◆ **Natural-language object grounding data**:
# # # # # # #
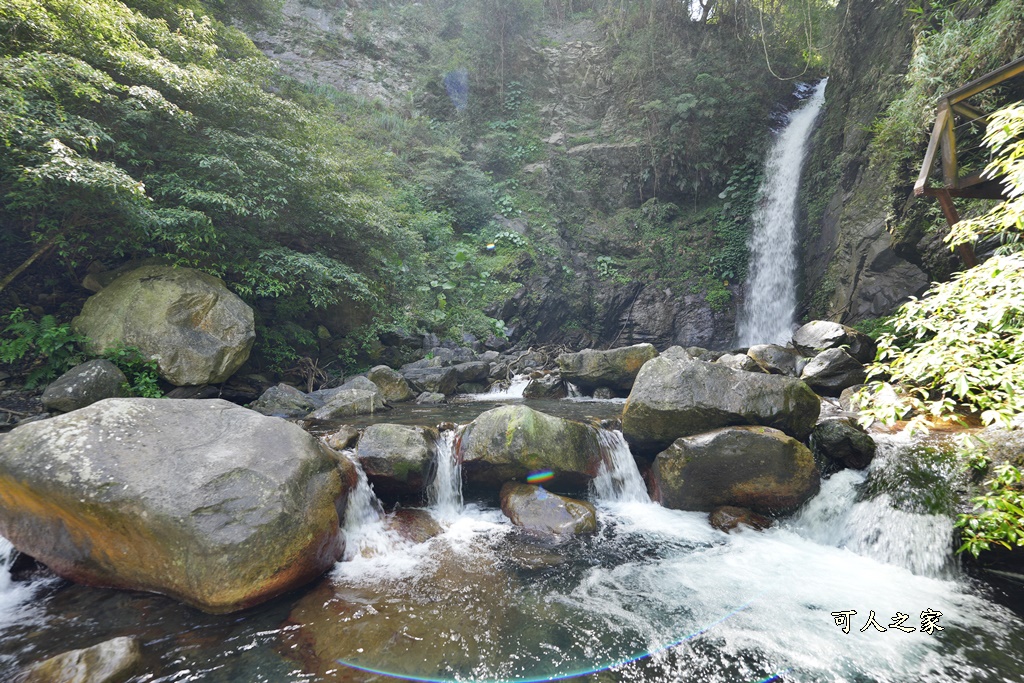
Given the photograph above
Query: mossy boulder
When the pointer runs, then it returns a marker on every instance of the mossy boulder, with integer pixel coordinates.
(204, 501)
(195, 328)
(758, 468)
(547, 514)
(397, 459)
(615, 369)
(676, 395)
(510, 442)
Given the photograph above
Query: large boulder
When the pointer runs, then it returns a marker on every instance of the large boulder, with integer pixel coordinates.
(284, 400)
(196, 330)
(111, 662)
(84, 385)
(817, 336)
(509, 442)
(397, 459)
(758, 468)
(545, 513)
(833, 371)
(204, 501)
(677, 395)
(840, 442)
(393, 386)
(615, 370)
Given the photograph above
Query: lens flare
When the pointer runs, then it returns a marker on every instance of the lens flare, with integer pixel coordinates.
(539, 477)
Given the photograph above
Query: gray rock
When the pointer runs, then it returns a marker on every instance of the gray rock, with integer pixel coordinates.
(678, 396)
(549, 386)
(832, 371)
(84, 385)
(615, 369)
(432, 380)
(396, 458)
(392, 385)
(197, 330)
(111, 662)
(545, 513)
(347, 402)
(284, 400)
(509, 442)
(119, 493)
(775, 359)
(818, 336)
(739, 361)
(840, 442)
(757, 468)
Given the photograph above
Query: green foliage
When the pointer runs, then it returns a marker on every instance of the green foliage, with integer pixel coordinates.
(141, 373)
(48, 348)
(998, 519)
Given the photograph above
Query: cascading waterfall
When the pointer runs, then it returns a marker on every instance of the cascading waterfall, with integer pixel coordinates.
(771, 290)
(444, 494)
(617, 478)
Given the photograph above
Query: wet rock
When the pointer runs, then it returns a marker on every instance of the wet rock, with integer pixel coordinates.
(818, 336)
(414, 524)
(284, 400)
(111, 662)
(615, 369)
(539, 511)
(841, 442)
(729, 517)
(432, 380)
(120, 493)
(678, 396)
(758, 468)
(739, 361)
(84, 385)
(392, 385)
(548, 386)
(832, 371)
(348, 402)
(509, 442)
(197, 330)
(775, 359)
(396, 458)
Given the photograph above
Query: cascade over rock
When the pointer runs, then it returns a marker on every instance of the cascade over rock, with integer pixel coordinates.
(757, 468)
(204, 501)
(197, 330)
(509, 442)
(677, 395)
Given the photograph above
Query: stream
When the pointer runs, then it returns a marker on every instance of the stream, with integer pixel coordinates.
(656, 595)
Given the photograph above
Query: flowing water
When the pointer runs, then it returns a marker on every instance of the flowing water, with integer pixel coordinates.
(656, 595)
(770, 302)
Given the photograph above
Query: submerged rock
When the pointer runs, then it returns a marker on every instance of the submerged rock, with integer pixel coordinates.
(397, 458)
(197, 330)
(840, 442)
(750, 467)
(204, 501)
(545, 513)
(509, 442)
(615, 369)
(111, 662)
(284, 400)
(676, 395)
(84, 385)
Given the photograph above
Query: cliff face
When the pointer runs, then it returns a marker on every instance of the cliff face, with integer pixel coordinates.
(852, 269)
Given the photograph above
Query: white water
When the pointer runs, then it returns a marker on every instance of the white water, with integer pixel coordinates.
(617, 478)
(770, 300)
(444, 494)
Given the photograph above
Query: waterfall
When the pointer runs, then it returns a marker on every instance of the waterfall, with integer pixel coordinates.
(617, 478)
(444, 494)
(771, 290)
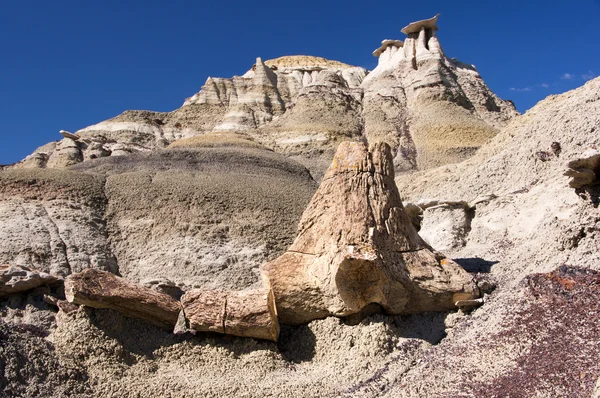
# # # # # # #
◆ **The task**: Skipping the pictures, output the entries exactly as they appear above.

◆ **Problem solution**:
Given the photograph above
Query: mossy boulder
When the pointer runs, then it returns a marker on every instance of the mossy boulder, with integer pixel coordinates.
(204, 501)
(195, 328)
(758, 468)
(547, 514)
(397, 459)
(615, 369)
(676, 395)
(510, 442)
Given the photograph above
Query: large boulder
When the pointer runs, then it returns a marker on every instance of the large boulder, with integer pixel coordinates.
(284, 400)
(196, 330)
(111, 662)
(84, 385)
(817, 336)
(509, 442)
(397, 459)
(758, 468)
(545, 513)
(833, 371)
(204, 501)
(677, 395)
(840, 442)
(393, 386)
(615, 370)
Given the photograph above
Query: lens flare
When the pointer runs, then it returns a marker on every instance of the lens flare, with integer pixel coordinates.
(539, 477)
Given the photograph above
Query: gray rock
When the pointer runs, then it returns a marker on every instance of the gray rock, with integer pixel coordinates.
(678, 396)
(549, 386)
(832, 371)
(84, 385)
(615, 369)
(432, 380)
(396, 458)
(392, 385)
(197, 330)
(111, 662)
(545, 513)
(347, 402)
(284, 400)
(509, 442)
(119, 493)
(775, 359)
(818, 336)
(739, 361)
(840, 442)
(757, 468)
Given the photograph above
Query: green foliage
When the pointer runs, then it returns a marker on every instance of the green foliage, with integer pixel coordinates.
(141, 373)
(48, 348)
(998, 519)
Given the photograph above
Query: cascading waterfall
When the pointer runs, then it returns a marker on every instance of the cascading waterfall, with integer pixel coordinates.
(771, 290)
(444, 494)
(617, 478)
Given the photograph above
Query: wet rock
When the pointer runs, then it returns a marker on every instance of the wet rock, with integer pixel coordinates.
(818, 336)
(414, 524)
(284, 400)
(111, 662)
(615, 369)
(539, 511)
(841, 442)
(729, 517)
(432, 380)
(120, 493)
(678, 396)
(758, 468)
(739, 361)
(84, 385)
(392, 385)
(548, 386)
(832, 371)
(348, 402)
(509, 442)
(197, 330)
(775, 359)
(396, 458)
Given the photograph above
Query: cascade over rock
When the pointer runs, then it returns a marker on every instance of the cascade over rock, with integer pixel coordinates.
(757, 468)
(204, 501)
(197, 330)
(509, 442)
(677, 395)
Given the photograph above
Query: stream
When the pointer runs, then it returns a marker on every instance of the stream, with integer pixel coordinates.
(656, 595)
Given the photograph above
Query: flowing water
When the pointer runs, then it returns a marker on every instance of the flowing water, with integer pixel coordinates.
(656, 595)
(770, 302)
Given the photograph above
Query: submerged rock
When the pointer runs, then it returns a marker on every instance of the submerged rock, with integer pixel coordinates.
(397, 458)
(197, 330)
(840, 442)
(750, 467)
(204, 501)
(545, 513)
(509, 442)
(615, 369)
(111, 662)
(284, 400)
(676, 395)
(84, 385)
Given the photograph above
Query: cliff face
When the pointer runs, then it returns a marker on every instance of the cliff face, with integer pixel coordinates.
(852, 269)
Given the photograph above
Query: white water
When the pointer runs, then it returns a marker on every instance of the white water, with integer pixel coordinates.
(617, 478)
(770, 300)
(444, 494)
Given the photograph above
Query: waterfall
When the pointer runs, then it returns a marker on every instance of the waterfall, with integer pixel coordinates.
(617, 478)
(444, 494)
(771, 290)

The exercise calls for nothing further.